— Begin PAGE TEXT —

While the most massive police manhunt in New York history ended with the arrest late Wednesday of the man authorities say is the "Son of Sam," the controversy over the drumbeat of news coverage surrounding the case is just now coming to a head.

Falling into the usually fallow news period of the August dog days, word of the arrest of 24-year-old David Berkowitz as the suspected .44-cal. killer who terrorized New York City for more than a year dominated headlines not only here but around the world.

London's sensational tabloids gave the story larger headlines than Queen Elizabeth's controversial visit to violence-wracked Northern Ireland. Even the Vatican's ultraconservative daily had a page-one report about "Figlio di Sam."

In New York City, newsstands reported the greatest demand for papers since the assassination of President Kennedy in 1963. Enlarged press runs of the city's three dailies were quickly snapped up.

The New York Post Thursday sold more than 1 million copies - about 500,000 more than usual - with editions that blared the one-word headline "Caught!" in 2 1/2-inch crimson type over a picture of Berkowitz.

The Daily News, the country's largest circulation daily, increased its 1.9 million press run by 400,000 copies only to find this was inadequate. And copies of The New York Times, which increased its run by about 50,000 also quickly disappeared.

On television, the local and network newscasts blanketed the story. ABC took up nearly 19 minutes of its halfhour show Thursday night with "Son of Sam" stories. And Barbara Walters anchored her portion of the program from New York police headquarters.

But amidst the public's apparently insatiable desire for news about Berkowitz and what makes him tick, some serious questions are being asked.

Did the press, particularly the city's two tabloid newspapers, the News and the Post, in competing for sensational new angles on the story, egg on the killer and needlessly heighten the atmosphere of fear that pervaded the city prior to the suspect's capture? Or did the stories help to smoke him out?

And now that suspect Berkowitz is in custody, the question has been raised as to whether the unprecedented volume of publicity makes a fair trial possible.

Probably the most pointed criticism of the press coverage in the case voiced so far is in the current issue of the New Town" section opens with a comment on the "Son of Sam" case that charges "just about everything done by the press here - especially by the Post and the News - has made a bad situation worse for the residents of New York."

It goes on to say that "by transforming a person who has killed or wounded 13 people into a seemingly omnipotent monster stalking the city, the press has created the kind of public and official hysteria that may cause the death of innocent suspects and will make a fair trial of an accused killer nearly impossible.

— End PAGE TEXT —

• _WHAT YOU ARE ASKED TO DO_
From the article on the "Son of Sam" press coverage, return the passage that begins at the words "Did the press, particularly" and ends after the words "fair trial possible.", copied word for word. Work only from the article on the "Son of Sam" press coverage.

— Begin RECORDS —

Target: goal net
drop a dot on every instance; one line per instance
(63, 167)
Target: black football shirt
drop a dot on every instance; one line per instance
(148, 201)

— End RECORDS —

• _TASK ANSWER_
Did the press, particularly the city's two tabloid newspapers, the News and the Post, in competing for sensational new angles on the story, egg on the killer and needlessly heighten the atmosphere of fear that pervaded the city prior to the suspect's capture? Or did the stories help to smoke him out?

And now that suspect Berkowitz is in custody, the question has been raised as to whether the unprecedented volume of publicity makes a fair trial possible.